TEXTE EXTRAIT |

--

A Paris, elle a fait connaissance d'Auguste, Christian, margrave d'Anspach, près de Baireuth. C'est un neveu du grand Frédéric, jeune homme de 37 ans, vif, ardent, marié en Allemagne à une femme toujours malade. Il n'est pas beau, le margrave, mais il est foncièrement bon et un peu crédule. Mademoiselle Clairon rêve de se créer auprès de lui une situation princière. Il l'appellera «bonne maman». «Paris ne m'offrait plus que des souvenirs douloureux» a-t-elle écrit. Elle aura à Anspach cinq laquais, un valet de chambre et un maître d'hôtel. Nous saurons par ses lettres à Larive, son élève préféré, quelle vie elle mène là-bas, remplissant les fonctions d'un ministre, mais en butte à une foule de tracasseries, et à l'hostilité de l'épouse légitime. Val-[66]belle, lui, resté en France, est mort en 1778. Elle lui avait écrit 1.500 lettres. En 1786, après des voyages temporaires à Paris, elle revient définitivement en France. Elle a loué une superbe maison à Issy. On la représente alors comme une femme petite de corps, mais toujours hautaine de manières et parlant avec emphase.

--

LIGNES DE DONNÉES |
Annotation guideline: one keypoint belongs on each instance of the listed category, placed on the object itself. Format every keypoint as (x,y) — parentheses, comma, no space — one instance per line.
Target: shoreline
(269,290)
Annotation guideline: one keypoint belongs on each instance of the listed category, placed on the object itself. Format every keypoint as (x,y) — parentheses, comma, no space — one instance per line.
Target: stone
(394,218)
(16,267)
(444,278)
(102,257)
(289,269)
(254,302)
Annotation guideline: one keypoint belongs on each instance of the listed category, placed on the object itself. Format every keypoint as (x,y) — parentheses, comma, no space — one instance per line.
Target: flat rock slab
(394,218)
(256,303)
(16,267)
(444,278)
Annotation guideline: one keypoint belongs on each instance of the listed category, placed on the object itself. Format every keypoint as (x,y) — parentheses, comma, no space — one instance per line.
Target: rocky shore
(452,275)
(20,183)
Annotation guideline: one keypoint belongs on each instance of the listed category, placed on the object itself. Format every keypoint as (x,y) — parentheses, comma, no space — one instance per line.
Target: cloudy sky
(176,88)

--

CONSIGNE |
Pour chacune des affirmations suivantes, dites par oui ou non si elle concorde avec le texte extrait, et citez tels quels les mots de celui-ci qui tranchent. (a) Le margrave est marié à une femme toujours malade. (b) Mademoiselle Clairon revient définitivement en France en 1778. (c) Mademoiselle Clairon a loué une maison à Issy. Les lignes de données forment un matériau distinct du texte extrait.

RÉPONSE ATTENDUE |
(a) Oui : « marié en Allemagne à une femme toujours malade ».
(b) Non : « En 1786, après des voyages temporaires à Paris, elle revient définitivement en France ».
(c) Oui : « Elle a loué une superbe maison à Issy ».